> **Tujuan Tugas**:
• a. Salinlah seluruh bagian petikan teks tentang akad pembiayaan syariah, mulai dari "Islam mempunyai hukum" terus ke bawah hingga "Venture Profit Sharing)".
• b. Ringkaslah paragraf dalam petikan teks tentang akad pembiayaan syariah yang diawali "Melalui kontrak ini" menjadi daftar butir berisi fakta-fakta pokoknya.
• c. Teruskan petikan teks tentang akad pembiayaan syariah dengan menulis bagian berikutnya, dimulai setelah kalimat terakhir yang tercantum.

> **Petikan Teks**:
•••
Islam mempunyai hukum sendiri untuk memenuhi kebutuhan tersebut, yaitu melalui akad-akad bagi hasil (Profit and Loss Sharing), sebagai metoda pemenuhan kebutuhan permodalan (equity financing), dan akad-akad jual-beli (al bai’) untuk memenuhi kebutuhan pembiayaan (debt financing), dengan produk-produknya sebagai berikut :
2.2.1. Produk Pembiayaan
(a) Equity Financing.
Ada dua macam kontrak dalam kategori ini yaitu :
1) Musyarakah (Joint Venture Profit Sharing)
Melalui kontrak ini, dua pihak atau lebih (termasuk bank dan lembaga keuangan bersama nasabahnya) dapat mengumpulkan modal mereka untuk membentuk sebuah perusahaan (Syirkah al Inan) sebagai sebuah Badan Hukum (legal entity). Setiap pihak memiliki bagian secara proporsional sesuai dengan kontribusi modal mereka dan mempunyai hak mengawasi (Voting Right) perusahaan sesuai dengan proporsinya. Untuk pembagian keuntungan, setiap pihak menerima bagian keuntungan secara proporsional dengan kontribusi modal masing-masing atau sesuai dengan kesepakatan yang telah ditentukan sebelumnya. Bila perusahaan mengalami kerugian, maka kerugian itu juga dibebankan secara proporsional kepada masing-masing pemberi modal. Aplikasinya dalam perbankan terlihat pada akad yang diterapkan pada usaha atau proyek dimana bank membiayai sebagian saja dari jumlah kebutuhan investasi atau modal kerjanya. Selebihnya dibiayai sendiri oleh nasabah. Akad ini juga diterapkan pada sindikasi antar bank atau lembaga keuangan.
•••
> **Bagian Data**:
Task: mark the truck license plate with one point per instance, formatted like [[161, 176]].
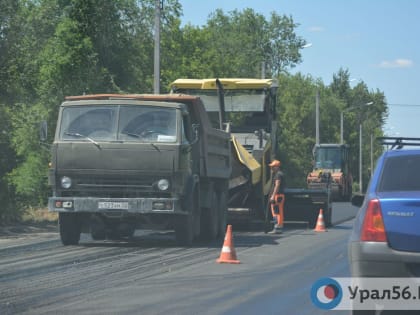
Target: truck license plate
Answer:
[[113, 205]]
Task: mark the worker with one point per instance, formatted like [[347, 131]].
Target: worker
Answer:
[[277, 197]]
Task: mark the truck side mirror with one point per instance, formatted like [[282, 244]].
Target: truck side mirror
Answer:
[[43, 131]]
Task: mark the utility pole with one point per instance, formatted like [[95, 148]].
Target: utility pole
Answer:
[[156, 77], [317, 117]]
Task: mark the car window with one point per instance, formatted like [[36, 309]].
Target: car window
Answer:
[[400, 173]]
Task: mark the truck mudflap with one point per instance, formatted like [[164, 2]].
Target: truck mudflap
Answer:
[[304, 205], [117, 205]]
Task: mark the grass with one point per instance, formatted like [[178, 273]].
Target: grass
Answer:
[[39, 216]]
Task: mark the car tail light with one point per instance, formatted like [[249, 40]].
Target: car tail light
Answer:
[[373, 229]]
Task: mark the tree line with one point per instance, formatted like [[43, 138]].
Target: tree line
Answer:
[[53, 48]]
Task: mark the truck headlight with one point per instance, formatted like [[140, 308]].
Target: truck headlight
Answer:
[[163, 184], [65, 182]]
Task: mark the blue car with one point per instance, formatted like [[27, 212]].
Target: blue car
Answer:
[[385, 240]]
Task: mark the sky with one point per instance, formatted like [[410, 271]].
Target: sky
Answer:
[[377, 41]]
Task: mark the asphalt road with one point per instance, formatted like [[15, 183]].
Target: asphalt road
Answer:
[[151, 275]]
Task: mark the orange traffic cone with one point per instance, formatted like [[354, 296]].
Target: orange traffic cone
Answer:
[[228, 254], [320, 224]]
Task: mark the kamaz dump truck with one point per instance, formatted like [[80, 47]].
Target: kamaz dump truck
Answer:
[[247, 109], [331, 170], [126, 162]]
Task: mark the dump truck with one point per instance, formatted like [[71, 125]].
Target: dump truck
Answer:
[[136, 161], [246, 107], [331, 170]]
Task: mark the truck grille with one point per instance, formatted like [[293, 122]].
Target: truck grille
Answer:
[[113, 187]]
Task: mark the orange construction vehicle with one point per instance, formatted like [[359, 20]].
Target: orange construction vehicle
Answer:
[[331, 170]]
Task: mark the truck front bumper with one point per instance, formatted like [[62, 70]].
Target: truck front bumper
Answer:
[[116, 205]]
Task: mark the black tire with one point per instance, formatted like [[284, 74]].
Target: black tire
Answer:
[[98, 235], [70, 228], [184, 230], [223, 213], [97, 228], [210, 220]]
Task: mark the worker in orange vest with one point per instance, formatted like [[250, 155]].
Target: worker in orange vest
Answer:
[[277, 197]]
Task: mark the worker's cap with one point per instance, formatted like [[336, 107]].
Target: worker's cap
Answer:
[[274, 163]]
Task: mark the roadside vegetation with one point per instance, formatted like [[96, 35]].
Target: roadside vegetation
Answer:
[[53, 48]]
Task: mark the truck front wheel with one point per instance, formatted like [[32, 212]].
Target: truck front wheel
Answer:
[[70, 228]]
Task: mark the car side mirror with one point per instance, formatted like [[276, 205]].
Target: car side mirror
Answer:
[[357, 200], [196, 136]]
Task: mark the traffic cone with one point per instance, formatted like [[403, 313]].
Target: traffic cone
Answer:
[[228, 253], [320, 224]]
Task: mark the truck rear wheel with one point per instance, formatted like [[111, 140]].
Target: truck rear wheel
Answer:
[[70, 228], [184, 230]]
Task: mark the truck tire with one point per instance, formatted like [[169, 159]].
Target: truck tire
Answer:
[[70, 228], [210, 220], [184, 230], [97, 228], [223, 212]]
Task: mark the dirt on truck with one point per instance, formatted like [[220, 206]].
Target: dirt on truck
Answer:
[[126, 162]]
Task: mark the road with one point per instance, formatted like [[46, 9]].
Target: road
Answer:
[[151, 275]]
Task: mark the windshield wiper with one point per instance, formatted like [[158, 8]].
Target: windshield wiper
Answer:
[[76, 134], [135, 135]]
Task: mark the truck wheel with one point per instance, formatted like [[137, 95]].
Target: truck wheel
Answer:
[[184, 230], [70, 228], [223, 212], [210, 220], [97, 228]]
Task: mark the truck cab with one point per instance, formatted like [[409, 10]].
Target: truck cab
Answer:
[[123, 162]]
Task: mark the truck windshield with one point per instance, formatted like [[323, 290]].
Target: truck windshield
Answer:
[[328, 158], [119, 123]]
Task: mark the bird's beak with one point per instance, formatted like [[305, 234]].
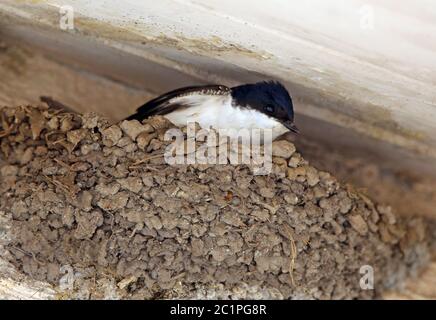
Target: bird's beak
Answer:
[[291, 126]]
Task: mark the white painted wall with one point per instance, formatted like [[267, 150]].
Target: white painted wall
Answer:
[[365, 65]]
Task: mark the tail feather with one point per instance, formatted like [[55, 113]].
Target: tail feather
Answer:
[[167, 102]]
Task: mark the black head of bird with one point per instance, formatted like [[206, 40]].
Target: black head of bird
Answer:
[[262, 105]]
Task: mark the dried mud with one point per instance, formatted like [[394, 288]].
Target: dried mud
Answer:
[[95, 210]]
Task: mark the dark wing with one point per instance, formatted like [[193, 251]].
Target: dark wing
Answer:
[[170, 101]]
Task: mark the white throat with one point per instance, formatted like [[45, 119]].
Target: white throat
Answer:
[[217, 112]]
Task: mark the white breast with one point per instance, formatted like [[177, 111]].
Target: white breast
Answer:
[[218, 113]]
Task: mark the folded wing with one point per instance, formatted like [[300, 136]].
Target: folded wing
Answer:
[[177, 100]]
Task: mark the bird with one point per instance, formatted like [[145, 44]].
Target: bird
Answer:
[[261, 105]]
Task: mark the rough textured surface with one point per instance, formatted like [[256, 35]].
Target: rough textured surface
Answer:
[[101, 215]]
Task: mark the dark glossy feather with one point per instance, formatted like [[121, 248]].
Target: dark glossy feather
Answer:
[[167, 102]]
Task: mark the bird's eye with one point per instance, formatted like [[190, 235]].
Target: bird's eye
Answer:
[[269, 108]]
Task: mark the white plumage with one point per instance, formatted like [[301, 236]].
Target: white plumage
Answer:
[[216, 111]]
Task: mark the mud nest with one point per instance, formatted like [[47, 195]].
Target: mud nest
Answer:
[[95, 211]]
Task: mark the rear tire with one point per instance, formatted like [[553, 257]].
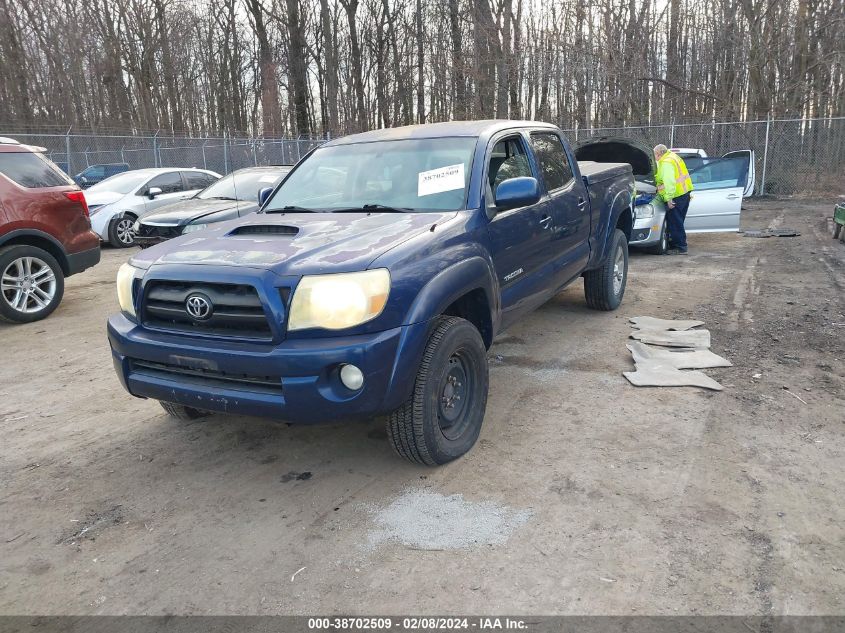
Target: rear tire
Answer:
[[120, 231], [181, 412], [31, 284], [604, 287], [441, 420], [663, 245]]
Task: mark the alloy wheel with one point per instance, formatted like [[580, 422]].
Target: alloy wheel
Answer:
[[124, 231], [28, 284]]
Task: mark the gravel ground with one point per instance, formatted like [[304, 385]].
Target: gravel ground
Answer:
[[584, 495]]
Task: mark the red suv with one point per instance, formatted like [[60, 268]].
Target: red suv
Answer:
[[45, 233]]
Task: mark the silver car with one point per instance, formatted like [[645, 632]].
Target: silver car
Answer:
[[719, 184], [116, 202]]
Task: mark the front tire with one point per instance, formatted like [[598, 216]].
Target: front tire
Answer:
[[442, 419], [31, 284], [604, 287], [181, 412], [120, 231]]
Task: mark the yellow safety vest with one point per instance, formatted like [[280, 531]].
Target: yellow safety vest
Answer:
[[681, 184]]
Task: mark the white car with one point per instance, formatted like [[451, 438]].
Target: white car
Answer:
[[719, 185], [116, 202]]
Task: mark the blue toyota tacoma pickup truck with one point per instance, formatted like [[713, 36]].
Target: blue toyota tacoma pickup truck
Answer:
[[373, 281]]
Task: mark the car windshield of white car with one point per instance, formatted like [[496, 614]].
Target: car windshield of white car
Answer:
[[121, 183]]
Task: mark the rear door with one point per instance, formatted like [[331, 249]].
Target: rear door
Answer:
[[520, 239], [565, 201], [750, 181], [718, 186]]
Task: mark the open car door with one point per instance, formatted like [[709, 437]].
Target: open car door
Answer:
[[718, 187], [747, 155]]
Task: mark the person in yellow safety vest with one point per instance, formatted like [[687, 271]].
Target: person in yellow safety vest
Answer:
[[673, 186]]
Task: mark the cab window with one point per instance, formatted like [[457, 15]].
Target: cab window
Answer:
[[548, 148], [507, 160]]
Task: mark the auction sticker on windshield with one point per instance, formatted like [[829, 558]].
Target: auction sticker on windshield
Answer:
[[441, 179]]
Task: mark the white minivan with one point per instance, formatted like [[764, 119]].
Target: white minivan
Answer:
[[116, 202]]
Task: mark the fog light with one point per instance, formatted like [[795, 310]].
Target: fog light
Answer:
[[351, 377]]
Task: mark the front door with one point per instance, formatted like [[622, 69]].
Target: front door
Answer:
[[520, 238], [718, 187], [750, 180]]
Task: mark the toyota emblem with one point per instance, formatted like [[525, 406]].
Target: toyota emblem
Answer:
[[198, 307]]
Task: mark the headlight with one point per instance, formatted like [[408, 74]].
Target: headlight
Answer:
[[339, 301], [126, 276], [193, 227], [644, 211]]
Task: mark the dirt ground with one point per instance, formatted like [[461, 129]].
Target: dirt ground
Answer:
[[584, 495]]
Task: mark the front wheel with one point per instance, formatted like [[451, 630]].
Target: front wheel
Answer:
[[442, 418], [605, 286], [31, 284], [121, 233]]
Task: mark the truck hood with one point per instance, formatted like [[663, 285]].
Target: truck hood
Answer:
[[294, 243], [608, 149], [194, 209]]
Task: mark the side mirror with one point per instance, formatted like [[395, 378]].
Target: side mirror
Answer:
[[517, 192], [263, 194]]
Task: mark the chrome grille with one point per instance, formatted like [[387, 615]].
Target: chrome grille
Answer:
[[236, 309]]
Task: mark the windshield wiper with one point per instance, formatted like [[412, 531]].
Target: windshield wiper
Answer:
[[372, 207], [293, 208]]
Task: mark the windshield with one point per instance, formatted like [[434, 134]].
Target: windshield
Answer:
[[410, 175], [243, 185], [121, 183]]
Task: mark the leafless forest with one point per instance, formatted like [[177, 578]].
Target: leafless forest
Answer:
[[308, 67]]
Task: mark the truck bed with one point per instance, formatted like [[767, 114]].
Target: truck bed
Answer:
[[594, 172]]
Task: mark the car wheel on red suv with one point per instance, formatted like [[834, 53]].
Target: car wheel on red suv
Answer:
[[45, 233], [31, 283]]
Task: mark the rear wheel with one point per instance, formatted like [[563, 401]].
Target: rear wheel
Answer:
[[604, 287], [121, 233], [663, 245], [442, 419], [31, 284], [181, 412]]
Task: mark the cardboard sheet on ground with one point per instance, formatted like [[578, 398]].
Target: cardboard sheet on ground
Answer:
[[654, 374], [652, 323], [698, 339], [679, 358]]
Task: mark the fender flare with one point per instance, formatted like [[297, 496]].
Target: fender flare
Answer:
[[451, 284], [621, 204], [58, 250]]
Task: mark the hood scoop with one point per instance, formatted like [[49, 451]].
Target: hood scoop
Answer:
[[264, 229]]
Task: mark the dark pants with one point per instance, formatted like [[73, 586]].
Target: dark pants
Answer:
[[675, 222]]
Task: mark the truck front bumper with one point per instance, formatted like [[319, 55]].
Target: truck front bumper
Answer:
[[297, 380]]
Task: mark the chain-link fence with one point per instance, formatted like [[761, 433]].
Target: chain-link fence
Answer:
[[792, 156], [75, 152]]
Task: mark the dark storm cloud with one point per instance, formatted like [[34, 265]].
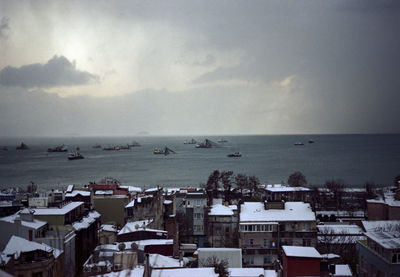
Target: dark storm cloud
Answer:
[[58, 71], [4, 27]]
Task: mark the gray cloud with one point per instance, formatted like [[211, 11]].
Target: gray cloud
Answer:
[[58, 71], [4, 27]]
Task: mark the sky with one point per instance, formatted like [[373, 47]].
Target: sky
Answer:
[[95, 68]]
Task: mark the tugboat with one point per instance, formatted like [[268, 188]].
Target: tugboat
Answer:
[[234, 155], [59, 148], [23, 146], [164, 151], [206, 144], [192, 141]]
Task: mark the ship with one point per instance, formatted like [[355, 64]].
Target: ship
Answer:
[[75, 156], [59, 148], [206, 144], [165, 151], [23, 146], [134, 144], [234, 155], [192, 141]]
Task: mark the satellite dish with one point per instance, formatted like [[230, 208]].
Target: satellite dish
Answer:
[[121, 246], [134, 246]]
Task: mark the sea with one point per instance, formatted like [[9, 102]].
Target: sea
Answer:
[[355, 159]]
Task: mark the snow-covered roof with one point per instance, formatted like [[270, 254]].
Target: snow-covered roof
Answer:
[[294, 211], [136, 226], [389, 240], [109, 228], [184, 272], [245, 272], [131, 188], [86, 221], [339, 229], [130, 204], [58, 211], [104, 192], [381, 225], [35, 224], [342, 270], [76, 192], [301, 251], [70, 188], [219, 209], [157, 260], [281, 188], [389, 199], [17, 245]]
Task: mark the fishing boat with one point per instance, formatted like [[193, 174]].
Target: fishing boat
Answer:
[[75, 156], [59, 148], [234, 155], [165, 151], [134, 144], [192, 141], [23, 146], [206, 144]]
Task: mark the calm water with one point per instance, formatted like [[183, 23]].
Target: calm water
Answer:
[[353, 158]]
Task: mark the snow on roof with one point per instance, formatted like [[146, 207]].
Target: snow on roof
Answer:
[[135, 272], [86, 221], [246, 272], [301, 251], [58, 211], [35, 224], [270, 273], [131, 188], [339, 229], [130, 204], [219, 209], [184, 272], [330, 256], [157, 260], [381, 225], [294, 211], [104, 192], [109, 228], [135, 226], [389, 199], [17, 245], [389, 240], [76, 192], [342, 270], [280, 188], [70, 188]]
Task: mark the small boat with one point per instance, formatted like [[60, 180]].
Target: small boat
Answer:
[[134, 144], [75, 156], [112, 148], [192, 141], [59, 148], [206, 144], [164, 151], [23, 146], [234, 155]]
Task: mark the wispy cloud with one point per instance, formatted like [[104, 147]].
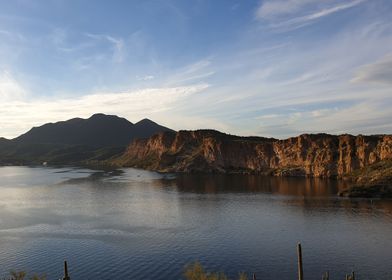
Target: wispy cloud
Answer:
[[134, 105], [378, 72], [10, 89], [145, 78], [195, 72], [118, 49], [275, 8], [292, 14]]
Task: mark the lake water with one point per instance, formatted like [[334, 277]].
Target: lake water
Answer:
[[134, 224]]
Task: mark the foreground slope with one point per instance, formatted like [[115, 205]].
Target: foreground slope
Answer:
[[315, 155]]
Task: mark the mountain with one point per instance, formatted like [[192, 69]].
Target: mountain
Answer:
[[97, 131], [76, 141], [314, 155]]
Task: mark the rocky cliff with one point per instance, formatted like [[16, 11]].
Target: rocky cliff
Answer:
[[316, 155]]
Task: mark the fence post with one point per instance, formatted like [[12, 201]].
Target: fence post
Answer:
[[66, 276], [300, 267]]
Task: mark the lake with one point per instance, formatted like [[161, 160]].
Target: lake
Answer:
[[135, 224]]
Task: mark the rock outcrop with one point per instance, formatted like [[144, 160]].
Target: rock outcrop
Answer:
[[315, 155]]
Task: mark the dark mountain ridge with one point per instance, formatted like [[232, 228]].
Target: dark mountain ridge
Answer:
[[76, 141], [99, 131]]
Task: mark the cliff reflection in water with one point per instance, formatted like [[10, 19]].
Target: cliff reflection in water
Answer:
[[236, 183], [309, 193]]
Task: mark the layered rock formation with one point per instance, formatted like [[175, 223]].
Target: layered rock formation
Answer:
[[316, 155]]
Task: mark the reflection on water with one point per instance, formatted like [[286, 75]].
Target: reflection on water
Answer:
[[258, 184], [147, 225]]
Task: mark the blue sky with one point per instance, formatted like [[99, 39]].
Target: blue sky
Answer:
[[272, 68]]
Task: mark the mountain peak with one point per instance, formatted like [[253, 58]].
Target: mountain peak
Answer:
[[98, 130]]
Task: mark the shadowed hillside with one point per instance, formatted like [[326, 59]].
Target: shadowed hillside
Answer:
[[76, 141]]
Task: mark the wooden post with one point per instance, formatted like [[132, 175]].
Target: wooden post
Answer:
[[300, 267], [66, 276]]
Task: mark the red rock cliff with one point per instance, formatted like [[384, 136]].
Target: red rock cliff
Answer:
[[318, 155]]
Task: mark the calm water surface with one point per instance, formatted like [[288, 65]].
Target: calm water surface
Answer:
[[134, 224]]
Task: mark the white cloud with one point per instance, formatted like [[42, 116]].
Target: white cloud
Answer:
[[19, 115], [378, 72], [118, 49], [273, 8], [145, 78], [292, 14], [10, 89]]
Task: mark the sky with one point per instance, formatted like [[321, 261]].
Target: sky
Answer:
[[275, 68]]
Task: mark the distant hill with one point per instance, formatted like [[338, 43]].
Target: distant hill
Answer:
[[76, 141], [97, 131]]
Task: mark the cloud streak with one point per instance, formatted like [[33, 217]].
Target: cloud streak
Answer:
[[134, 105], [292, 14], [379, 72]]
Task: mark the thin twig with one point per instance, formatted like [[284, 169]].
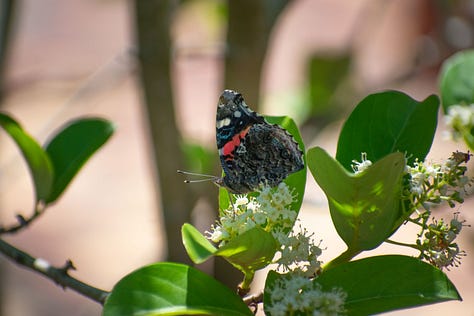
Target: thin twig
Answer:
[[23, 221], [253, 299], [60, 275]]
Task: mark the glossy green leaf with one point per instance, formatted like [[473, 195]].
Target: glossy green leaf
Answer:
[[198, 247], [72, 146], [364, 207], [172, 289], [388, 122], [251, 251], [385, 283], [456, 79], [38, 161]]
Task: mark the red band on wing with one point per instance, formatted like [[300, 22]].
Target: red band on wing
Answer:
[[229, 147]]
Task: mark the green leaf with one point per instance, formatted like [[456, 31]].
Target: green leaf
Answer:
[[456, 79], [72, 146], [388, 122], [251, 251], [385, 283], [38, 161], [364, 207], [172, 289], [198, 247]]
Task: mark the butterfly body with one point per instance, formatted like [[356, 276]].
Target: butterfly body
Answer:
[[252, 152]]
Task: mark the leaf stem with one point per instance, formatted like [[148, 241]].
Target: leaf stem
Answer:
[[344, 257], [24, 221], [60, 275], [393, 242]]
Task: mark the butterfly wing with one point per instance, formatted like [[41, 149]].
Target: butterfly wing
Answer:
[[252, 151]]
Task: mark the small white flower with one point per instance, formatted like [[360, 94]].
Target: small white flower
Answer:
[[359, 167]]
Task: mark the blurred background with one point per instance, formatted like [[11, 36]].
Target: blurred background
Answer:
[[156, 69]]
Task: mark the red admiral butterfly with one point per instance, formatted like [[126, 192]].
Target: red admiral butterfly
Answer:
[[252, 151]]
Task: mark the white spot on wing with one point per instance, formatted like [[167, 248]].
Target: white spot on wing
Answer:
[[224, 122]]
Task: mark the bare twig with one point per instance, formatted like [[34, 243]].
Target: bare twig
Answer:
[[23, 221], [60, 275], [253, 299]]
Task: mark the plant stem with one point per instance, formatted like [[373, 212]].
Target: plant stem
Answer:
[[59, 275], [393, 242], [24, 221], [344, 257]]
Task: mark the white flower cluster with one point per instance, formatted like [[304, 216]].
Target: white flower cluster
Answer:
[[359, 167], [437, 183], [300, 295], [270, 210], [438, 246], [461, 119], [298, 253]]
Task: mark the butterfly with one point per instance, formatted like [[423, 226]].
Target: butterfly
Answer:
[[252, 151]]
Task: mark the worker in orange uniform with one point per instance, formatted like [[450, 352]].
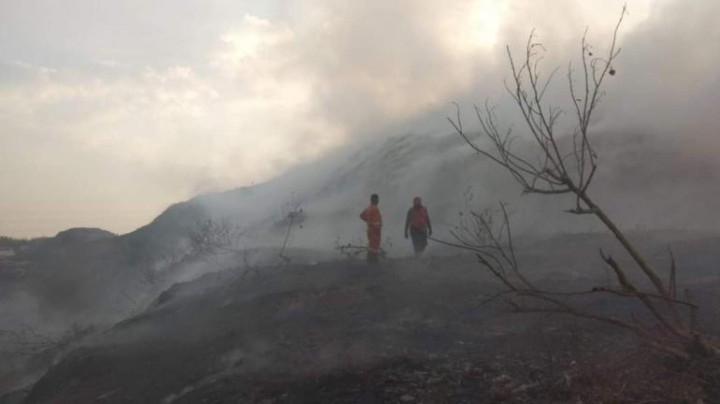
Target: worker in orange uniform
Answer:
[[371, 216], [418, 223]]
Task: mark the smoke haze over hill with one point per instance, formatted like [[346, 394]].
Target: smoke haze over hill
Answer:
[[111, 114]]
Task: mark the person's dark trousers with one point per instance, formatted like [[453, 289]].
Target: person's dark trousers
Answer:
[[419, 238]]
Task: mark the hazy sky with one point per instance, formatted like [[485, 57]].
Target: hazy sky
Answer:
[[110, 111]]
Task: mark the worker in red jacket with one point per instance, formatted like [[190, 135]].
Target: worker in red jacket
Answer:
[[371, 216], [418, 224]]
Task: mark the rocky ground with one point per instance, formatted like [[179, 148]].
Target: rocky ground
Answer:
[[410, 330]]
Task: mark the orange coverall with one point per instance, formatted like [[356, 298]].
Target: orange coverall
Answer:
[[371, 216]]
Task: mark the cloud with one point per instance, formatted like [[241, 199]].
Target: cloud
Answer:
[[219, 94]]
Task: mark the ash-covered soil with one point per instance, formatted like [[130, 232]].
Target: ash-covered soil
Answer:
[[414, 331]]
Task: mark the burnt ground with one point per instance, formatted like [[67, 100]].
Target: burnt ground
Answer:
[[343, 332]]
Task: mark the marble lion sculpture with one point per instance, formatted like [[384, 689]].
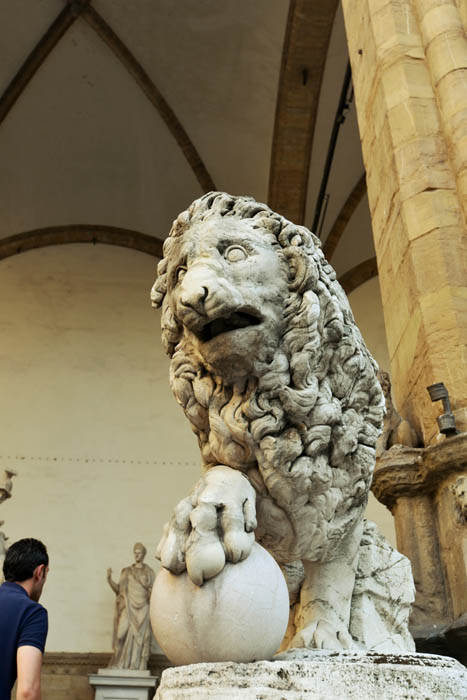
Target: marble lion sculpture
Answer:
[[273, 375]]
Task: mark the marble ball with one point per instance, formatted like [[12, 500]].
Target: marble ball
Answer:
[[239, 615]]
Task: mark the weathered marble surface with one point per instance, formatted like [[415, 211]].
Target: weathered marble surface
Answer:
[[319, 675], [132, 630], [122, 684], [239, 615], [274, 376]]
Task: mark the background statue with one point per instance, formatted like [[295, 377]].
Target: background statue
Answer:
[[6, 485], [396, 430], [132, 631], [275, 378]]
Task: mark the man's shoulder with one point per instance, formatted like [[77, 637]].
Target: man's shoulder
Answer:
[[13, 595]]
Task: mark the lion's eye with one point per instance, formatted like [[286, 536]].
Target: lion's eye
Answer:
[[235, 253], [180, 273]]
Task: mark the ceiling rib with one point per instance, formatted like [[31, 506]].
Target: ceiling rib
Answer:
[[121, 51], [343, 218], [80, 233], [37, 56], [358, 275], [304, 53]]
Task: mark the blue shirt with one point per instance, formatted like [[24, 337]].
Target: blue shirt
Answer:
[[23, 622]]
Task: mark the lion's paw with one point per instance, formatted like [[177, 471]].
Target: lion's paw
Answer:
[[214, 525], [322, 634]]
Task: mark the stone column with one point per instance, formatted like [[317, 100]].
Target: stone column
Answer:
[[409, 67]]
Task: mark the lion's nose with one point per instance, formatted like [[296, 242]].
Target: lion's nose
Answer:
[[194, 294]]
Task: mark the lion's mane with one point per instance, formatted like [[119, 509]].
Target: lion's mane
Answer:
[[305, 429]]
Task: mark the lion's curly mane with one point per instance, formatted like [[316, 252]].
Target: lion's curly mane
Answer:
[[305, 429]]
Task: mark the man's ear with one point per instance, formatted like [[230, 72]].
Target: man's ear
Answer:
[[39, 572]]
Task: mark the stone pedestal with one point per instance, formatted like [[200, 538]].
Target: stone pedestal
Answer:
[[123, 684], [317, 675]]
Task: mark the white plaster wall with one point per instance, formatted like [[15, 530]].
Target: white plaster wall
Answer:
[[102, 450]]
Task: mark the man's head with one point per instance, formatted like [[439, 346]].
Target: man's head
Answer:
[[140, 552], [27, 563]]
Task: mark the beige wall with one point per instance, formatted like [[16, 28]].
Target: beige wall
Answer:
[[102, 450]]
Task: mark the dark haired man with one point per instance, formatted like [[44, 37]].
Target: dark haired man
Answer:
[[23, 621]]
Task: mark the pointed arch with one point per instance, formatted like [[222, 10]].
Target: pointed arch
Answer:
[[80, 233]]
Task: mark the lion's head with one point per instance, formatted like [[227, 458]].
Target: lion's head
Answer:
•••
> **Hasil Akhir**:
• a.
Islam mempunyai hukum sendiri untuk memenuhi kebutuhan tersebut, yaitu melalui akad-akad bagi hasil (Profit and Loss Sharing), sebagai metoda pemenuhan kebutuhan permodalan (equity financing), dan akad-akad jual-beli (al bai’) untuk memenuhi kebutuhan pembiayaan (debt financing), dengan produk-produknya sebagai berikut :
2.2.1. Produk Pembiayaan
(a) Equity Financing.
Ada dua macam kontrak dalam kategori ini yaitu :
1) Musyarakah (Joint Venture Profit Sharing)

• b.
- Dua pihak atau lebih, termasuk bank dan lembaga keuangan bersama nasabahnya, dapat mengumpulkan modal untuk membentuk perusahaan (Syirkah al Inan) sebagai badan hukum.
- Bagian kepemilikan dan hak mengawasi (Voting Right) setiap pihak sebanding dengan kontribusi modalnya.
- Keuntungan dibagi sesuai proporsi modal atau sesuai kesepakatan yang ditentukan sebelumnya.
- Kerugian dibebankan secara proporsional kepada setiap pemberi modal.
- Dalam perbankan, akad ini dipakai ketika bank membiayai sebagian kebutuhan investasi atau modal kerja, sedangkan sisanya dibiayai nasabah.
- Akad ini juga diterapkan pada sindikasi antarbank atau antarlembaga keuangan.

• c.
Dalam kontrak tersebut, salah satu pihak dapat mengambil alih modal pihak lain sedang pihak lain tersebut menerima kembali modal mereka secara bertahap. Inilah yang disebut dengan Musyarakah al Mutanakishah. Aplikasinya dalam perbankan adalah pada pembiayaan proyek oleh bank bersama nasabahnya atau bank dengan lembaga keuangan lainnya, dimana bagian dari bank atau lembaga keuangan diambil alih oleh pihak lainnya dengan cara mengangsur. Akad ini juga dapat dilaksanakan pada mudharabah yang modal pokoknya dicicil, sedangkan usahanya berjalan terus dengan modal yang tetap.
2) Mudharabah (Trustee Profit Sharing)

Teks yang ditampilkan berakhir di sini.